Collection entries:
'''
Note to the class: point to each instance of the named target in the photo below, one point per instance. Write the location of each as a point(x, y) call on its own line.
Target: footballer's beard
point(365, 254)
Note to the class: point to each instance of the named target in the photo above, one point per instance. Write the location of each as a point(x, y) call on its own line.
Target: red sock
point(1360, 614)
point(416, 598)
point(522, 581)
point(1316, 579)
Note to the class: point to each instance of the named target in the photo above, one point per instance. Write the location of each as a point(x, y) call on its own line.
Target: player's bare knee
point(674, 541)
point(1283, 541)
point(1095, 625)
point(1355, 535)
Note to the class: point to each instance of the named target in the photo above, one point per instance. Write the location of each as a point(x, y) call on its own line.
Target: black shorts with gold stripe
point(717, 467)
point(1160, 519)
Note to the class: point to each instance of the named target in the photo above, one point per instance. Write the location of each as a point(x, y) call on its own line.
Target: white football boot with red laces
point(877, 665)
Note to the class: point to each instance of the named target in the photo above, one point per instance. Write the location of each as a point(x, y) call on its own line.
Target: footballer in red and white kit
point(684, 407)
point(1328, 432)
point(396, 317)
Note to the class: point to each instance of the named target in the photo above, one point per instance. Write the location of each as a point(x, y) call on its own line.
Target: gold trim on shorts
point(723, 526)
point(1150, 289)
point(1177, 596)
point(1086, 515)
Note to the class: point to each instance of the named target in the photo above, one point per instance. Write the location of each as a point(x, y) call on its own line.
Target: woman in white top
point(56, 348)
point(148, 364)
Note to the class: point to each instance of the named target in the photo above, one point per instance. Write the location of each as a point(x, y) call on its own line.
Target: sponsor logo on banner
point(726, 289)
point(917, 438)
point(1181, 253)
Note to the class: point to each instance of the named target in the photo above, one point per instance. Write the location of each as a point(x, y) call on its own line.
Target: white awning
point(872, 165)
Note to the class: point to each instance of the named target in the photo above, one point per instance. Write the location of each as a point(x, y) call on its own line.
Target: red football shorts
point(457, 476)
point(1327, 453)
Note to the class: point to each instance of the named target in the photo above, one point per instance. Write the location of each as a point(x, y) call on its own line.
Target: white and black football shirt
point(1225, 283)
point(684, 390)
'''
Present the material from its first line through the line with "point(365, 254)", inclusive, as a Markdown table with the columns Row and Line. Skip any blank lines.

| Row | Line |
|---|---|
| 1 | Note to the class: point to each instance of the named target in the photo below, one point per instance. Write the location of each as a point(x, y) call on its own line. |
| 2 | Target: footballer's beard |
| 3 | point(365, 254) |